(Quoted passage):
** Begin **

Two tenants told the Observer that the former owner had threatened to jackhammer the pavement in front of the parking lots to prevent anyone from using them. They pointed to orange spray paint lines on the asphalt, where they said Bruner had marked the ground in preparation.

They spoke on the condition of anonymity because they didn’t want to sour business relationships. One said he feared being sued by Bruner, who denied he intended to jackhammer anything.

“There is nothing to the jackhammer rumors,” he wrote.

Two tenants told the Observer that they had been told by Ballantyne Village’s new owners that they were trying to acquire or lease the parking deck and lots. But Bruner said “there is no dispute.”

“The owners of the retail property have indicated they are satisfied with the parking,” Bruner wrote.

“(Vision Ventures) had the opportunity to buy my property and put the pieces back together, but they have chosen not to,” he wrote.

Adam Bernstein, a spokesman for Vision Ventures, said he could not comment on the parking issue or Bruner’s statements.

“There are more than 600 spaces currently available at Ballantyne Village. That figure is in addition to the areas that the parking deck owner has cordoned off,” Bernstein said in a statement. “In short, there is ample parking for anyone planning to visit our property this weekend and after.”

One tenant said their lease entitled them to use the parking spaces. Bruner said his company, Ballantyne Village Parking LLC, has no leases with any of the tenants.

** End **

(Exercise data):
** Begin **

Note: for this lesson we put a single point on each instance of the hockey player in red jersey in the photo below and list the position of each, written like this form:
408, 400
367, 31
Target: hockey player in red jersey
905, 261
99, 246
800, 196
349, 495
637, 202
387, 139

** End **

(Short problem 1):
Edit the rows by changing "red jersey" to "blue jersey" wherever it appears, and reproduce every line with nothing else altered.
(Short problem 2):
Pick up the news report on the Ballantyne Village parking dispute after its last sentence and carry it forward.

(Task result 1):
Note: for this lesson we put a single point on each instance of the hockey player in blue jersey in the photo below and list the position of each, written like this form:
408, 400
367, 31
Target: hockey player in blue jersey
905, 261
99, 246
800, 196
349, 495
637, 202
387, 139

(Task result 2):
On Friday, two surface parking lots were closed with chain link fences. Other fences had been moved in the parking decks, opening the upper levels to customers. The fences were piled nearby on the pavement. A tenant told the Observer that Bruner comes back regularly to put up fences that have been moved aside by tenants or shoppers.

Ballantyne Village was completed in 2006 and appraised at $71 million. However, the recession upended the developer’s plans and Bank of America eventually foreclosed on the original $50 million loan.

Vision Ventures and Mount Vernon Asset Management purchased Ballantyne Village in October for $26.1 million. The groups specialize in buying and overhauling distressed properties.

The same investors also bought the EpiCentre complex uptown, which they recently put up for sale, and the troubled Rosewood Condominiums at Providence and Sharon Amity roads.

But the group’s purchase of Ballantyne Village included only the retail buildings, the movie theater and the adjoining surface parking spaces. The parking deck and Bruner’s other two lots have a total tax value of $2 million, property records show.

It’s not clear how the issue might be resolved. “As long as the ownership remains fractured their parking will be extremely limited,” Bruner wrote.